==== TEXT BLOCK ====
The decision to move US Space Command to the Army’s Redstone Arsenal is enigmatic.

Amid the emergence of both Chinese and Russian antisatellite weapon capabilities to challenge the American space dominance that has been unrivaled for more than 50 years, the need for a more emphatic inflection in space defense set the stage for reconstitution of Space Command. While resurrected under the Trump Administration, it had been a conversation point in previous administrations. In an effort to reform the national security space enterprise, the House Armed Services Committee’s strategic forces subcommittee started the process in a 2016 hearing and championed it with bipartisan support led by Reps. Mike Rogers (R-AL) and Jim Cooper (D-TN).

In 2007, China demonstrated their ability to target space assets with a kinetic kill vehicle. This engagement shocked many, and the debris it created continues to create risks for collision: current estimates predict 79% of the debris will still be in orbit until the year 2108. The demonstration showed that China could hold US capabilities at risk, and the United States responded a little over a year later in 2008 with its intercept to demonstrate it too still had the prowess to defend their assets. In 2019, India demonstrated its own ASAT ability, and as recently as December 2019 Russia has reaffirmed it too still possess the capability.

All this emphasizes that the kinetic threat to space is real and increasing in complexity. However, it is not just deliberate offensive action that troubles space; it is the thousands of objects in orbit that our space professionals work day in and day out to ensure they move without incident. A large percentage of these space professionals—including those in the Space Force now nown as “guardians”—operate from darkened operations centers deep in the heart of the American continent in Colorado Springs, Colorado.

Peterson Air Force Base in Colorado Springs is where US Space Command is presently, but temporarily, located. With a mission to “conduct operations in, from, and through space to deter conflict, and if necessary, defeat aggression, deliver space combat power for the Joint/Combined force, and defend U.S. vital interests with allies and partners,” it made logical sense to collocate it with the preponderance of its operational units, the people, and infrastructure in Colorado.
====
• ACTIVITY 1: List every country that the Space Command text says demonstrated or reaffirmed an antisatellite capability.
==== RECORDS SUPPLIED ====
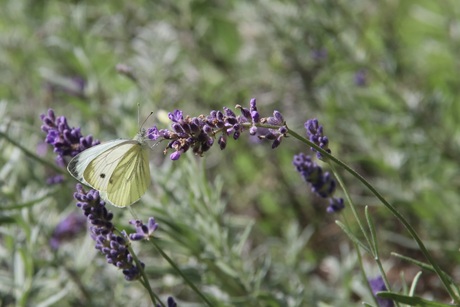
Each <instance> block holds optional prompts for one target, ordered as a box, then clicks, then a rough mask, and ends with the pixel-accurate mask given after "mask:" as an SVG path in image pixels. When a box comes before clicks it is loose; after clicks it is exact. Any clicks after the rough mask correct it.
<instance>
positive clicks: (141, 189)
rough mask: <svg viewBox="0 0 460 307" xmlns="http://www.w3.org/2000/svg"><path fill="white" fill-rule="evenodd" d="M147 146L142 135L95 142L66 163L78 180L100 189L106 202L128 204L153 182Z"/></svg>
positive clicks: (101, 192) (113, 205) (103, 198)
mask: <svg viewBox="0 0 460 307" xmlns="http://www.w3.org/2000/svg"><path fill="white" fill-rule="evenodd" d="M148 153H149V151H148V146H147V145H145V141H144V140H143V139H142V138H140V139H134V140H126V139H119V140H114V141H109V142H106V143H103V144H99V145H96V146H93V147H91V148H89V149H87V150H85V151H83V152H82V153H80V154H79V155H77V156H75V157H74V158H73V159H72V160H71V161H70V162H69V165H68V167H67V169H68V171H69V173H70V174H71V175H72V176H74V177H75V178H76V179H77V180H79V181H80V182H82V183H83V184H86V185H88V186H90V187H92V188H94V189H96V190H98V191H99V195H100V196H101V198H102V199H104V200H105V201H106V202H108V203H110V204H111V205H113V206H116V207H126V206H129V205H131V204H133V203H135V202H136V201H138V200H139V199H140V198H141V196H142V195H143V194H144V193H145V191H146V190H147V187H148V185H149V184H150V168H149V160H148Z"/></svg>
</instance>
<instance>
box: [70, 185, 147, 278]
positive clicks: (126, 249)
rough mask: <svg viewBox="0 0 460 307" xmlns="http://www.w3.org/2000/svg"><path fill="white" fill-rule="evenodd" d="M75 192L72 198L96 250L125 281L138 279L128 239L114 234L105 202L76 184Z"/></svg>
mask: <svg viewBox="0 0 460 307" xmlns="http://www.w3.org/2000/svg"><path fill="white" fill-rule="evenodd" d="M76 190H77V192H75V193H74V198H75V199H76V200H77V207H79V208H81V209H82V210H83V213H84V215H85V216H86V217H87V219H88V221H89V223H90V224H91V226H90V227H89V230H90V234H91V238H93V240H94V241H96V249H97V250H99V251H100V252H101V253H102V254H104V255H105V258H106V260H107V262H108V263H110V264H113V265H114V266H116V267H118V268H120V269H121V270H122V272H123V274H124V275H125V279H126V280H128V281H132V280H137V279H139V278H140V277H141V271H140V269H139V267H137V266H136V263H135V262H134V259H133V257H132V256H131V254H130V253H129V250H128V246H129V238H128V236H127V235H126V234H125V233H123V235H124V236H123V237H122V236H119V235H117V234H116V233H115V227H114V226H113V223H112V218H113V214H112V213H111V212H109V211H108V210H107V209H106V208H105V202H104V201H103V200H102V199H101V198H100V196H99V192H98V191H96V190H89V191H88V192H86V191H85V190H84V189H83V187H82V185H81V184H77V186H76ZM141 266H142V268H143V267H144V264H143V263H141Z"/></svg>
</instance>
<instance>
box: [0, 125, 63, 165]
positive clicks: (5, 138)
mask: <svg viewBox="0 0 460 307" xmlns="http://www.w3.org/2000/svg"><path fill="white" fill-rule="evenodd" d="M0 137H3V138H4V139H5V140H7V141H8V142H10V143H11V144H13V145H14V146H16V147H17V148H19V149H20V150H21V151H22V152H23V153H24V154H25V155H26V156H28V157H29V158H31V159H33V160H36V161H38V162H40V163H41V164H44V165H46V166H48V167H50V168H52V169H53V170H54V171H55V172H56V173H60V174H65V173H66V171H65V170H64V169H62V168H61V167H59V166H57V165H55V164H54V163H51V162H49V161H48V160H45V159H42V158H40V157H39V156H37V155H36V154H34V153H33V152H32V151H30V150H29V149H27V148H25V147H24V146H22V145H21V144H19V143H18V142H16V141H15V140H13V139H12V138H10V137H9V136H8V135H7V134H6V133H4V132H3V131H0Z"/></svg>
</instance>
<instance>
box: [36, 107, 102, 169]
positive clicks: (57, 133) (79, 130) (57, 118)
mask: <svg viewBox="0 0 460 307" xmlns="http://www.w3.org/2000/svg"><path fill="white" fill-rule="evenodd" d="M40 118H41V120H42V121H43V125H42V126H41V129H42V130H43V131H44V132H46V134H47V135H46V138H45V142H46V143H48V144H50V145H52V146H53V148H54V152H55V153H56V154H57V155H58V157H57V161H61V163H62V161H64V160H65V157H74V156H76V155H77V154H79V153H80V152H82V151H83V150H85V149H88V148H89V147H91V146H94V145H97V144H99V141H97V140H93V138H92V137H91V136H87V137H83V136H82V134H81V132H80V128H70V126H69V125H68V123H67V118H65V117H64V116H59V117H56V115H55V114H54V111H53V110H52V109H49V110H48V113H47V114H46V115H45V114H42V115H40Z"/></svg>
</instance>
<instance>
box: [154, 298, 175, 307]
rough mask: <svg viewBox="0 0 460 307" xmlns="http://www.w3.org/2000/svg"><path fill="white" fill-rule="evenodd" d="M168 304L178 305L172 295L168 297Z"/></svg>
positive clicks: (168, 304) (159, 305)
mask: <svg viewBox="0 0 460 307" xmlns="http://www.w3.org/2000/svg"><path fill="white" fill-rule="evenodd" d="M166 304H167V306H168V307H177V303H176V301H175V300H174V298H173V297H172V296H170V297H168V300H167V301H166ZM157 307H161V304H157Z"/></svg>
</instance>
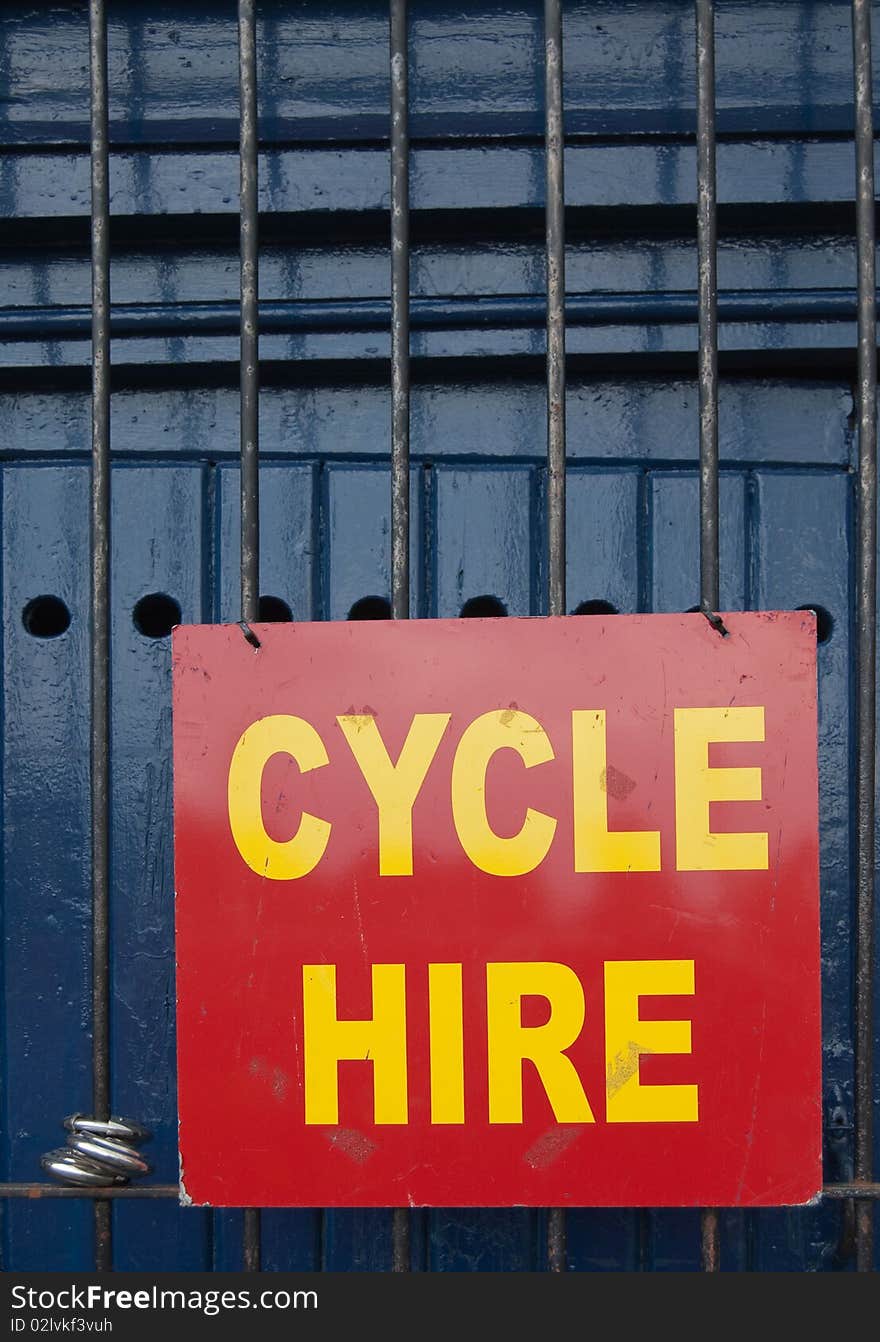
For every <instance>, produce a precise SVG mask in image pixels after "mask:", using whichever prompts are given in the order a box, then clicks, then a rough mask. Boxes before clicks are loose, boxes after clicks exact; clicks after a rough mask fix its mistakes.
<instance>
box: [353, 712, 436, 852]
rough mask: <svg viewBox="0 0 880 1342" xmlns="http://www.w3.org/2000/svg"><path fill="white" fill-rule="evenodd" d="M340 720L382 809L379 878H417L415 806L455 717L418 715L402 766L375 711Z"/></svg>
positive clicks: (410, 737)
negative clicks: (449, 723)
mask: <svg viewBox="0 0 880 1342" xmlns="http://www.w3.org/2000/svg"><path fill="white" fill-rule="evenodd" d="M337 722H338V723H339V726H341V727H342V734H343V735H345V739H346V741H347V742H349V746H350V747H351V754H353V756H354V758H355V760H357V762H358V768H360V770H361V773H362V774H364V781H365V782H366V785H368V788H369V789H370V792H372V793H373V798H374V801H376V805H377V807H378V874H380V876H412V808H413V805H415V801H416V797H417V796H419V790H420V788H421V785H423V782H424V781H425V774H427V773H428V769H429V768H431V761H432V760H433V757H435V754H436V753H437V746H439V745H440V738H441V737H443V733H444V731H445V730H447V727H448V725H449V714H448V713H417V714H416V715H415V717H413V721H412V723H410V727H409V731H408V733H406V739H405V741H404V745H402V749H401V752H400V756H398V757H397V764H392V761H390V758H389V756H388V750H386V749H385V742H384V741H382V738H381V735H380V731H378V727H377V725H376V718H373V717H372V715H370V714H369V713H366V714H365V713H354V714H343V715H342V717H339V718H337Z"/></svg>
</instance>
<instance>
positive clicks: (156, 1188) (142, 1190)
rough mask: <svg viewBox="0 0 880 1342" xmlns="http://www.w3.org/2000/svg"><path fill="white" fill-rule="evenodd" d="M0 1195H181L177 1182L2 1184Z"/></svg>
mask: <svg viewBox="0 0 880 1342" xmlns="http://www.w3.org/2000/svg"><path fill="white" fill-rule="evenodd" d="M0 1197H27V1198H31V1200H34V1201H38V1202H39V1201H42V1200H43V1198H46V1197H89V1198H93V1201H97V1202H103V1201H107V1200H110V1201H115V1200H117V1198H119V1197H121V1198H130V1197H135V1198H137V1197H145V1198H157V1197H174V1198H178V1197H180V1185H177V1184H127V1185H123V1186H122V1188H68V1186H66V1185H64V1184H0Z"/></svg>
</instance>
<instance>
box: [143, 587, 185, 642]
====
• ACTIVITY 2: Replace "rough mask" with "coarse mask" in the entries, from the line containing "negative clicks: (449, 723)" through the end of the entries, and return only those lines.

• PROBLEM SOLUTION 1: China, the United States, India, Russia

• PROBLEM SOLUTION 2:
negative clicks: (449, 723)
mask: <svg viewBox="0 0 880 1342" xmlns="http://www.w3.org/2000/svg"><path fill="white" fill-rule="evenodd" d="M337 722H338V723H339V726H341V727H342V734H343V735H345V739H346V741H347V742H349V746H350V747H351V754H353V756H354V758H355V760H357V762H358V768H360V770H361V773H362V774H364V781H365V782H366V785H368V788H369V789H370V792H372V793H373V798H374V801H376V805H377V807H378V874H380V876H412V808H413V805H415V801H416V797H417V796H419V790H420V788H421V785H423V782H424V781H425V774H427V773H428V769H429V768H431V761H432V760H433V757H435V754H436V753H437V746H439V745H440V738H441V737H443V733H444V731H445V730H447V727H448V725H449V714H448V713H417V714H416V715H415V717H413V721H412V723H410V727H409V731H408V733H406V739H405V741H404V745H402V749H401V752H400V756H398V757H397V764H392V761H390V758H389V756H388V750H386V749H385V742H384V741H382V738H381V735H380V731H378V727H377V725H376V718H373V717H372V715H370V714H369V713H366V714H365V713H354V714H343V715H342V717H339V718H337Z"/></svg>
</instance>
<instance>
positive clicks: (156, 1188) (142, 1190)
coarse mask: <svg viewBox="0 0 880 1342" xmlns="http://www.w3.org/2000/svg"><path fill="white" fill-rule="evenodd" d="M0 1195H181L177 1182L2 1184Z"/></svg>
mask: <svg viewBox="0 0 880 1342" xmlns="http://www.w3.org/2000/svg"><path fill="white" fill-rule="evenodd" d="M0 1197H27V1198H31V1200H34V1201H38V1202H39V1201H42V1200H43V1198H46V1197H89V1198H93V1201H97V1202H103V1201H107V1200H110V1201H115V1200H117V1198H119V1197H121V1198H130V1197H135V1198H137V1197H145V1198H157V1197H174V1198H178V1197H180V1185H177V1184H127V1185H123V1186H122V1188H68V1186H66V1185H64V1184H0Z"/></svg>
</instance>
<instance>
box: [143, 587, 185, 642]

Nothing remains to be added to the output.